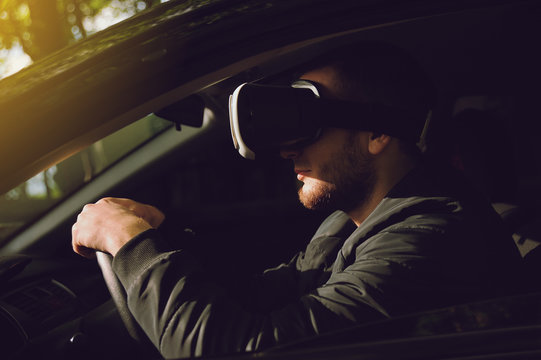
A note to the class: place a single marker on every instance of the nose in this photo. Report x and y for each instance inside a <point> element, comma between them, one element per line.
<point>290,154</point>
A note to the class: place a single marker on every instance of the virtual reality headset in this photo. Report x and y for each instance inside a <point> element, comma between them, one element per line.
<point>267,118</point>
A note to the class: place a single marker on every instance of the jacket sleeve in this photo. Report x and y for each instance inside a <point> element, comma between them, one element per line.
<point>185,314</point>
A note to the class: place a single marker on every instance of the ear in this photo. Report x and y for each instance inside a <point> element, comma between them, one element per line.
<point>377,143</point>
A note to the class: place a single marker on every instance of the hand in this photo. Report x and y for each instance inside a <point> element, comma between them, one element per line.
<point>110,223</point>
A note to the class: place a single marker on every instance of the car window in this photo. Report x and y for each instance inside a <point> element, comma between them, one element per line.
<point>24,39</point>
<point>34,197</point>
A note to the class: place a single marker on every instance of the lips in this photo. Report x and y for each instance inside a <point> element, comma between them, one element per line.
<point>301,173</point>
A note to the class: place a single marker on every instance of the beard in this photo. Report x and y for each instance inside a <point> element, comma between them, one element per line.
<point>349,180</point>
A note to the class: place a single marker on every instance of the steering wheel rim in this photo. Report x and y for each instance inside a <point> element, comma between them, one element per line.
<point>118,294</point>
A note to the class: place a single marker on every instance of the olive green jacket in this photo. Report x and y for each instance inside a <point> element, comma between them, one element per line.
<point>428,244</point>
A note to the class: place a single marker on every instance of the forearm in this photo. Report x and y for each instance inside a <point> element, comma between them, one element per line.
<point>186,314</point>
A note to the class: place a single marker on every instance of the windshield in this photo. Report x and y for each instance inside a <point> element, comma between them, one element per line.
<point>30,30</point>
<point>33,198</point>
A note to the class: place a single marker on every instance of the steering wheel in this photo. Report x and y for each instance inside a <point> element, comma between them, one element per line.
<point>105,262</point>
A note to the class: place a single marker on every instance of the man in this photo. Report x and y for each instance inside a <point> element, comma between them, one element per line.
<point>405,238</point>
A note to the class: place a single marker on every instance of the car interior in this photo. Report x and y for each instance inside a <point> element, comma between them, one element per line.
<point>484,63</point>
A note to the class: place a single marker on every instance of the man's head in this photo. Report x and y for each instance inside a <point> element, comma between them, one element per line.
<point>349,169</point>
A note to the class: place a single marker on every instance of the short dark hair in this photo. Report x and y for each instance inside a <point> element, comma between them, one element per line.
<point>381,73</point>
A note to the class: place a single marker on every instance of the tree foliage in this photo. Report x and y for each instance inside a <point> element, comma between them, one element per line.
<point>43,26</point>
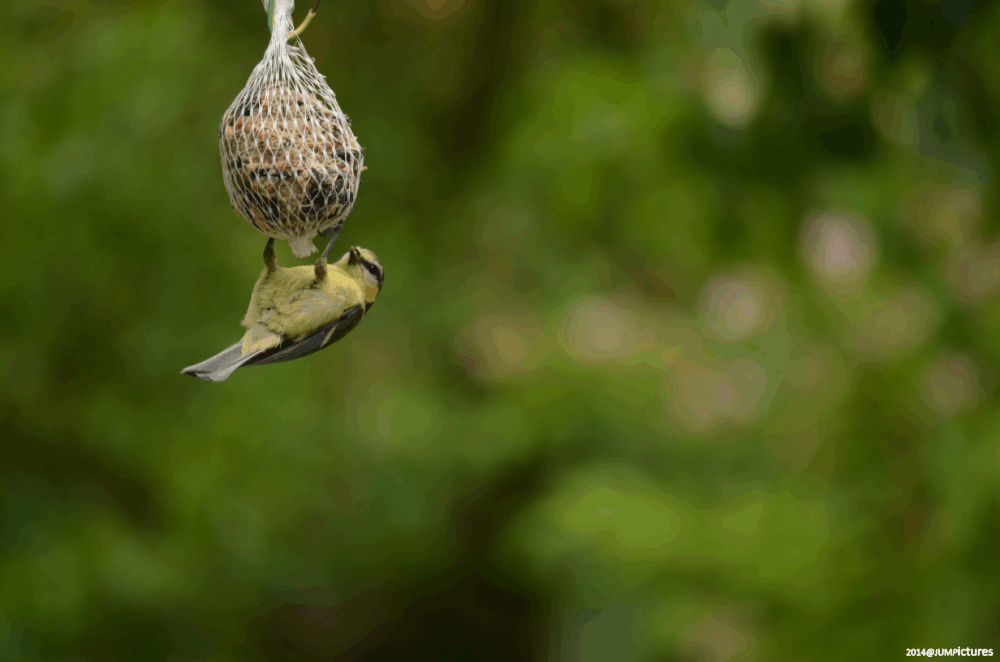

--- What is expected ---
Every line of the listing above is to be repeated exactly, with its pictures left out.

--- Response ---
A note to the class: place a single marker on every instance of the nose in this photo. Report x and y for each instance inside a <point> element, comma between them, one element per line.
<point>290,154</point>
A note to the class: place a single marker on every instance of the virtual reality headset in this photo. Report x and y for each instance inside a <point> element, comma between them, one element per line.
<point>267,118</point>
A note to the class: place a single marker on every instance of the jacket sleeve in this photo. Report x and y for each instance inside a <point> element, comma between them, one element per line.
<point>185,314</point>
A note to the class: place a single marker on every instance of the ear in this photo. Report x and y for each instance inside a <point> element, comma between them, one element per line.
<point>377,143</point>
A note to the class: place a single marker on every instance of the hand in this photo. Report x and y for each instance inside a <point> element, comma between them, one element per line.
<point>110,223</point>
A note to the class: place a single marker on every instance of the car window in this photo. Report x and y for each instance inside a <point> element, comma between them, one element per line.
<point>24,39</point>
<point>34,197</point>
A note to the class: place a single marker on every instance of the lips in this photo. Report x and y for each instance inside a <point> element, comma between them, one element per line.
<point>301,173</point>
A note to the class: place a single marker on every instance of the beard in this photo. Report x and y for each instance inside a <point> element, comma between them, one element per line.
<point>349,180</point>
A note to the class: place a single marker on every instance of the steering wheel rim in this photo. Report x and y for each instance inside a <point> element, comma between them, one element per line.
<point>118,294</point>
A note to the class: place a single marker on every instance of the olive green jacket in this photo. Report x and y for each instance inside a <point> element, comma between them, one element per line.
<point>428,244</point>
A note to the class: place a single marker on every instance of the forearm in this photo. Report x and y for each instance inside a <point> element, comma between them, one element per line.
<point>186,314</point>
A note to the class: place a single marker on every instance of the windshield in this photo. Report x and y for each instance inside a <point> element, comma between them, one element per line.
<point>30,30</point>
<point>33,198</point>
A note to the class: place a single marker on every instance of the steering wheel in this photo. Report x and y for each instance inside a <point> element, comma between them, one element per line.
<point>105,262</point>
A note to the class: place a single marker on every instance of the man in this photo. Report x and y for each instance inside a <point> element, comma between them, one element per line.
<point>405,238</point>
A note to the class: place a single marker on every instance of the car interior in this photo. Report x and y for each instance inside a <point> element, comma between them, one element per line.
<point>484,63</point>
A note to the class: place a single marker on every instance of the man's head in this photo. Report x and y for each instance inside a <point> element, comma between them, one element per line.
<point>349,169</point>
A note to the class: place a single marker on every instance of the short dark hair in this photo. Report x and y for each instance inside a <point> element, comma between them, one element per line.
<point>381,73</point>
A note to the class: place a single marker on every instance of the tree foliage in this photo. Report x and y for each instance inside a <point> element, comma between them, one element per line.
<point>43,26</point>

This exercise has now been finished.